:: Goal 1 ::
In the suspension discussion, how far back from the front axle were the "left" and "right" virtual wheels placed?

:: Article ::

I submit that a mechanism that allows equalization between front and rear weight-transfer inputs subject to certain parameters can maintain a set proportion of front-rear weight-transfer inputs - independently of fore-aft weight distribution - without affecting the torsional state of the vehicle structure. It's hardly new ground: the Citroën 2CV, BMC ADO16, and '55-'56 Packard all made use of this principle, but I don't believe the possibilities have yet been explored properly, especially in a high-performance context. I'm not quite sure why so few have got their heads around this stuff: the design psychology involved is worthy of a study on its own.

One point about jacking, though: in most of the worst cases the geometry is such that the conditions you describe are exascerbated by the onset of jacking. Thus when a swing-axle begins to tuck in under the car it further raises the roll centre, which intensifies the jacking effect, which raises the roll centre even more, etc. Hypothetically it should be possible for a high-roll-centre system to react to such conditions in a self-correcting way, which one would hardly describe as jacking. But there are other advantages to a low roll axis, most importantly it increases the effect of anything one does with the roll stiffness.

 

A little bit of progress. It did involve revisiting the Mumford Link front end with which I'd started before returning to the set-up most recently described. That was about interference between the steering drag links and the interconnect pullrods, leading initially to a configuration with a rack and pinion over the radiator and short, high drag links.

It's complex to explain, but the concept behind all this weirdness is to resolve the vertical movements of four wheels to be equivalent to the three wheels of a trike, because that configuration is inherently stable. That is, when placed on uneven ground a body on three supports is not subject to any flexing due to the unevenness of the ground. A body on four supports will either raise one of the four supports clear of the ground or bend so that all four touch the ground. We think of a car having four wheels for lots of very good reasons, simple packaging in plan, simple two-axle construction, and, most importantly, the facility to control handling characteristics by determining the ratio of load transfer at one axle to that at the other - in addition to an instinctive analogy to quadruped animals, though they are really tripod structures with a variously substitutable fourth leg to enable walking.

Tripod stability pertains to four-wheeled vehicles in that it allows the base-line for weight transfer to be set consistently and independently of road contours or frame flex. The idea is to resolve pairs of wheels to be equivalent to the respective wheels of a trike by arranging them in interconnected pairs. Initially (and, as it turns out, subsequently) the arrangement was set to be equivalent to a "reverse" trike, i.e. 2 front 1 rear, because that configuration makes for a better-handling trike, even though the lateral weight-transfer issues don't apply in the design as developed. The equivalencies are as follows:
LF + LR = Left
RF + RR = Right
LR + RR = Rear
It is possible to represent these three "virtual wheels" graphically on a plan view of the chassis: "rear" being half-way between the rear wheels and "left" and "right" being at a point between the respective wheels on either side, the position of which determined by the mechanical-advantage geometry involved. In this case "left" and "right" were placed 37.7" back from the front axle, i.e. 32½% of the wheelbase. This places the centre of gravity at the centre of the triangle described by the "virtual wheels".

:: Provided records ::
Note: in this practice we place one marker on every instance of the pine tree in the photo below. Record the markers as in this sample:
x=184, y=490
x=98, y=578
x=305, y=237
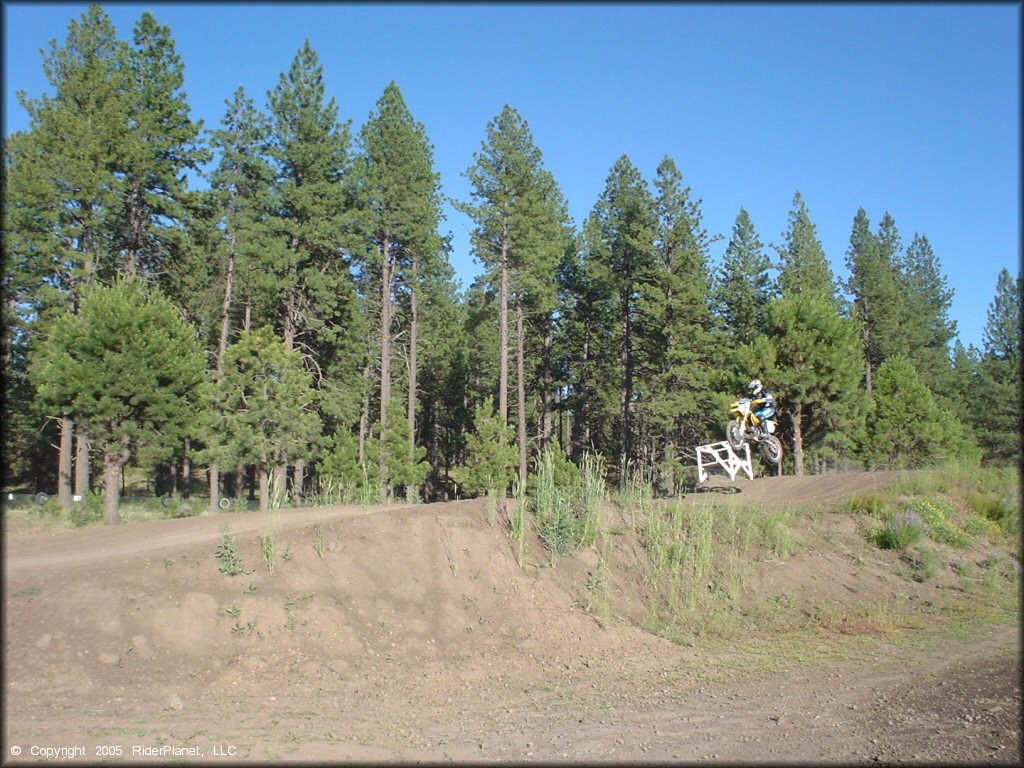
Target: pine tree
x=261, y=402
x=818, y=361
x=743, y=287
x=520, y=236
x=62, y=194
x=499, y=176
x=128, y=367
x=676, y=324
x=400, y=207
x=622, y=248
x=491, y=453
x=238, y=236
x=587, y=332
x=925, y=328
x=315, y=217
x=804, y=270
x=996, y=412
x=906, y=427
x=875, y=290
x=161, y=146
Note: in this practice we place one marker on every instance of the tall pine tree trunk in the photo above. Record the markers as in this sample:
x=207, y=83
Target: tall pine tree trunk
x=365, y=415
x=626, y=391
x=503, y=325
x=114, y=462
x=64, y=463
x=81, y=462
x=546, y=393
x=297, y=480
x=225, y=311
x=214, y=477
x=186, y=470
x=264, y=485
x=520, y=391
x=866, y=335
x=413, y=372
x=385, y=359
x=798, y=440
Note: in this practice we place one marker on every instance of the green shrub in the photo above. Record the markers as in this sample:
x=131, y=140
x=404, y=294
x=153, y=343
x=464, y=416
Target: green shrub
x=871, y=503
x=228, y=560
x=936, y=516
x=902, y=530
x=924, y=562
x=87, y=511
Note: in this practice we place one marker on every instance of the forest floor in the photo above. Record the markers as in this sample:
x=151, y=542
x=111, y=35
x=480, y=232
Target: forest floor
x=418, y=637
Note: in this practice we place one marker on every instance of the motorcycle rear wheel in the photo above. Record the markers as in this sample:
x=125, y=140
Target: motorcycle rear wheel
x=734, y=434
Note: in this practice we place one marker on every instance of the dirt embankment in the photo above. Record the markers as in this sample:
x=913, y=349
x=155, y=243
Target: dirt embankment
x=418, y=637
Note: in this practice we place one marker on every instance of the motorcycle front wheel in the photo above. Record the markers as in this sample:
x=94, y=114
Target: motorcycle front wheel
x=734, y=434
x=772, y=450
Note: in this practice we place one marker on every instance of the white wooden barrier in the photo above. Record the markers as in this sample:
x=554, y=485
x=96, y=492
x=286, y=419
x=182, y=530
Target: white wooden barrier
x=721, y=454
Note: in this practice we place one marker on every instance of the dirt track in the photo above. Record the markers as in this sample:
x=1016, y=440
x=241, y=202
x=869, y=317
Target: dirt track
x=418, y=638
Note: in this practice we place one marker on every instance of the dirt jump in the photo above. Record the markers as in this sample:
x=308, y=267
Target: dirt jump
x=412, y=634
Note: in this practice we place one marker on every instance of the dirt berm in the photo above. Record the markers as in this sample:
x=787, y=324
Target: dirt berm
x=417, y=637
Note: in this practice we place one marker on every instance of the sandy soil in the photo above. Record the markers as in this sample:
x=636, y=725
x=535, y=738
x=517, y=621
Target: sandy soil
x=418, y=638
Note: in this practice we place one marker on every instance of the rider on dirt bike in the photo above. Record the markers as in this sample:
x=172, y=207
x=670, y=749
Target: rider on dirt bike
x=763, y=399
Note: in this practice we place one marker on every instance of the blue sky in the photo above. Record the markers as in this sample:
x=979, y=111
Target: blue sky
x=913, y=110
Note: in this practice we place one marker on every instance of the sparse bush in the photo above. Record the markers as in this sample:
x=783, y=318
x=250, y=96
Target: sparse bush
x=924, y=562
x=871, y=503
x=940, y=527
x=268, y=539
x=320, y=542
x=87, y=511
x=228, y=560
x=594, y=494
x=902, y=530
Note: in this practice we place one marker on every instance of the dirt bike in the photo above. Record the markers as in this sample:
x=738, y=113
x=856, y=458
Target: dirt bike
x=745, y=427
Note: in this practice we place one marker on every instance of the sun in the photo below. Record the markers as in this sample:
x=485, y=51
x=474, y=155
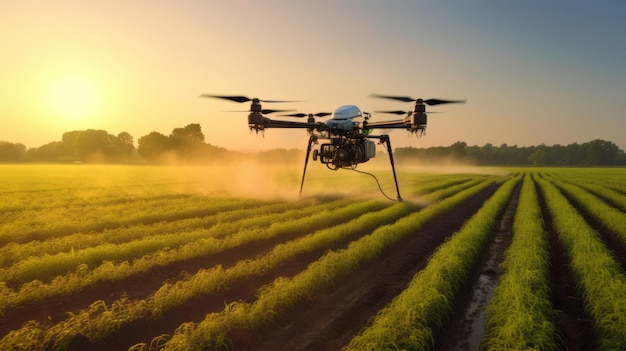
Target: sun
x=74, y=97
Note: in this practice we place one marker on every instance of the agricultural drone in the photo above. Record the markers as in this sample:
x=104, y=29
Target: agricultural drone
x=348, y=141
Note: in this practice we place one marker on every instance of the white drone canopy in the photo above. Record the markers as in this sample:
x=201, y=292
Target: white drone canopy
x=347, y=112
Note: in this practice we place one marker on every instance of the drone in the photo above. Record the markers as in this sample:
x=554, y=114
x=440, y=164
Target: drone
x=347, y=134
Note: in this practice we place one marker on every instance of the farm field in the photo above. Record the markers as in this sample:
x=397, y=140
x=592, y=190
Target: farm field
x=96, y=257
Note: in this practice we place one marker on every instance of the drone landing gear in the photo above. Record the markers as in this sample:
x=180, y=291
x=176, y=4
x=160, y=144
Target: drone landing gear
x=312, y=139
x=384, y=139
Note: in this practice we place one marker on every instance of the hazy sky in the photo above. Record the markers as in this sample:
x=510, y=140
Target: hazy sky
x=533, y=72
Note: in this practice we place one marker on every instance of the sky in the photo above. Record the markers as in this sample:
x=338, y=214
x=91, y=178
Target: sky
x=533, y=72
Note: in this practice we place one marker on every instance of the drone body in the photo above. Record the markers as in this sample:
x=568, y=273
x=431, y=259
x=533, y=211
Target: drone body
x=348, y=141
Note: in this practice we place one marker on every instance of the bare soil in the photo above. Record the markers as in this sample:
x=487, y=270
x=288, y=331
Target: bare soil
x=330, y=320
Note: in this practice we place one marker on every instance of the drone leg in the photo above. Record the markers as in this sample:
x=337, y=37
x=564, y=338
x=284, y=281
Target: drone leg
x=385, y=139
x=306, y=160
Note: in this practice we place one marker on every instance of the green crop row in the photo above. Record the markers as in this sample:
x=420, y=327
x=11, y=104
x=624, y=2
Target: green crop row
x=100, y=320
x=14, y=252
x=610, y=217
x=41, y=225
x=599, y=278
x=409, y=320
x=45, y=267
x=108, y=271
x=278, y=297
x=520, y=315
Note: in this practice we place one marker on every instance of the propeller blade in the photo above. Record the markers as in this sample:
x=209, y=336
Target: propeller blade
x=301, y=115
x=264, y=111
x=399, y=98
x=267, y=112
x=432, y=102
x=239, y=99
x=395, y=112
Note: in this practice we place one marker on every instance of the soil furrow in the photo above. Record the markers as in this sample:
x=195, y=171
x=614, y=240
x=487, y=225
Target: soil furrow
x=138, y=286
x=467, y=324
x=573, y=324
x=196, y=310
x=331, y=320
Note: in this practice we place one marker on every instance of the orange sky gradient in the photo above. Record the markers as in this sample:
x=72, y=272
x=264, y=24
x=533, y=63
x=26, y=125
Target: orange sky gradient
x=533, y=72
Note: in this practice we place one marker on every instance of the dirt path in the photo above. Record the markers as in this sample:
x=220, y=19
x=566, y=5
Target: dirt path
x=138, y=286
x=467, y=325
x=330, y=322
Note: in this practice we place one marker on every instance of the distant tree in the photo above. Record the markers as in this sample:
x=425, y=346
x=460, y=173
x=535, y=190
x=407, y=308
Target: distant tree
x=93, y=144
x=50, y=152
x=153, y=146
x=187, y=142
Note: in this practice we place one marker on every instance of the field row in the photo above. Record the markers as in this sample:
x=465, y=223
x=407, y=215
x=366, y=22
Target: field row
x=324, y=272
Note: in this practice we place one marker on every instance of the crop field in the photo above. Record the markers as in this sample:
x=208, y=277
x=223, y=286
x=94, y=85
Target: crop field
x=146, y=258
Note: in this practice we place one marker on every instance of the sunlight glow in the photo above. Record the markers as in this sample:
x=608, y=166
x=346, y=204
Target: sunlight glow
x=74, y=97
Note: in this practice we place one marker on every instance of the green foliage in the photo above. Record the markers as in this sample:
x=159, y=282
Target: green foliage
x=519, y=315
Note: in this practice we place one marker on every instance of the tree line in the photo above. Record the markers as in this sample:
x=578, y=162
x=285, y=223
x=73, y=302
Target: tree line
x=593, y=153
x=184, y=144
x=187, y=145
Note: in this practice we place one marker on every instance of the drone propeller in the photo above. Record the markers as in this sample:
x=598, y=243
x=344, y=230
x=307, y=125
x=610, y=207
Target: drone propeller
x=264, y=112
x=430, y=102
x=395, y=112
x=241, y=99
x=301, y=115
x=401, y=112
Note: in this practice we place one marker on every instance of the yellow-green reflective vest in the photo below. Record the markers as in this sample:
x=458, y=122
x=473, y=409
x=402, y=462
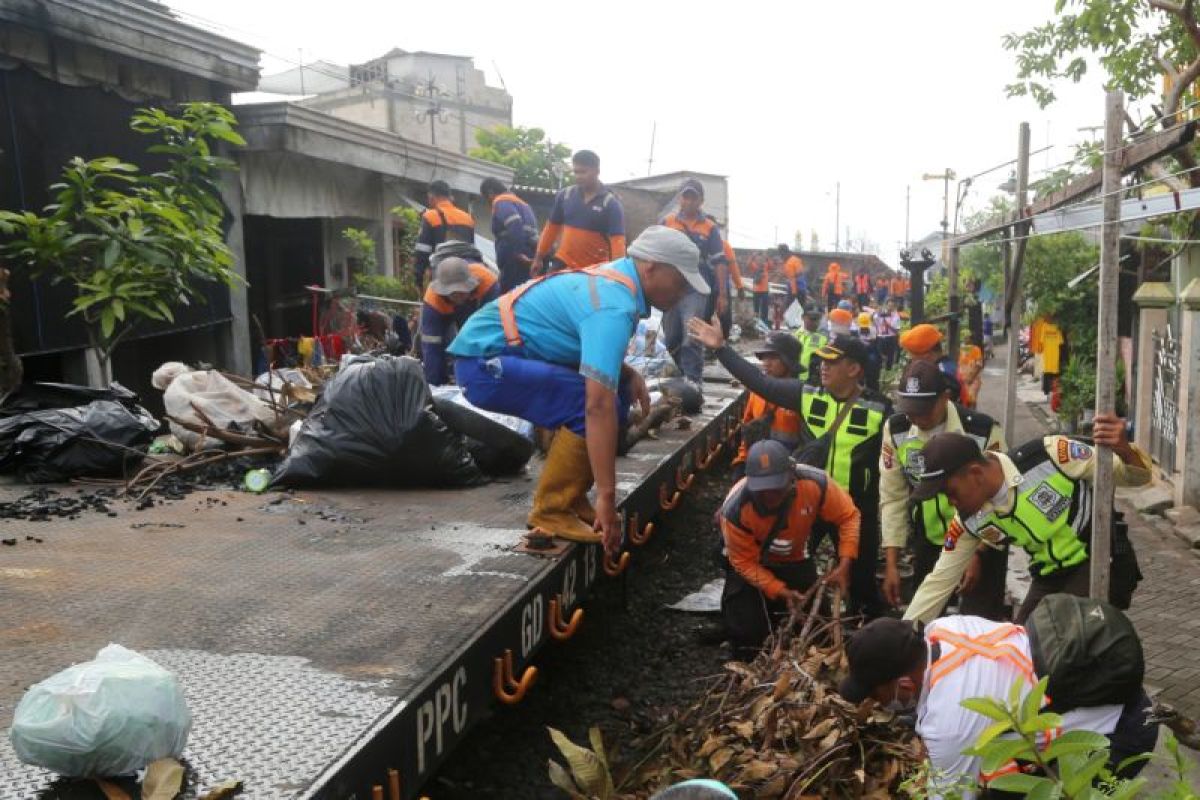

:: Goal 2 ::
Update the records, beginning at the line that has "of the rider" and stopping after the line that has "x=347, y=112". Replace "dirt bike" with "trail bike", change nothing else, and leave out the pictures.

:: Solution 1 ::
37.7 inches, which is 32½% of the wheelbase.

:: Solution 2 ::
Note: in this practice we place one marker on every instance of the rider on trail bike in the photo above. Record the markers as in this sample:
x=172, y=207
x=670, y=749
Target: rider on trail bike
x=763, y=399
Note: in this practice we place one marker on every instance of the blue sky in the photo above. Record the markers as in this sample:
x=979, y=111
Target: blue sky
x=913, y=110
Note: in this practice we place one marker on every instance of the sparse bush in the photo above. Record the markers as in this sample:
x=783, y=318
x=250, y=96
Target: sparse bush
x=924, y=562
x=871, y=503
x=940, y=527
x=268, y=539
x=320, y=542
x=87, y=511
x=228, y=560
x=594, y=494
x=902, y=530
Note: in this practice we place one marker on every instance of the trail bike in the photo above. Record the markers as in this sample:
x=738, y=113
x=856, y=458
Target: trail bike
x=745, y=427
Note: in this practice we place one marker on every instance of the sun in the photo below. Record the markers as in this sample:
x=485, y=51
x=474, y=155
Target: sun
x=74, y=97
Note: in this practice we place one marker on every instance of the agricultural drone in the photo above. Record the markers as in this sample:
x=104, y=29
Target: agricultural drone
x=348, y=141
Note: in this practice we place one marker on every instance of the white drone canopy in the photo above. Record the markers as in this sample:
x=201, y=292
Target: white drone canopy
x=347, y=112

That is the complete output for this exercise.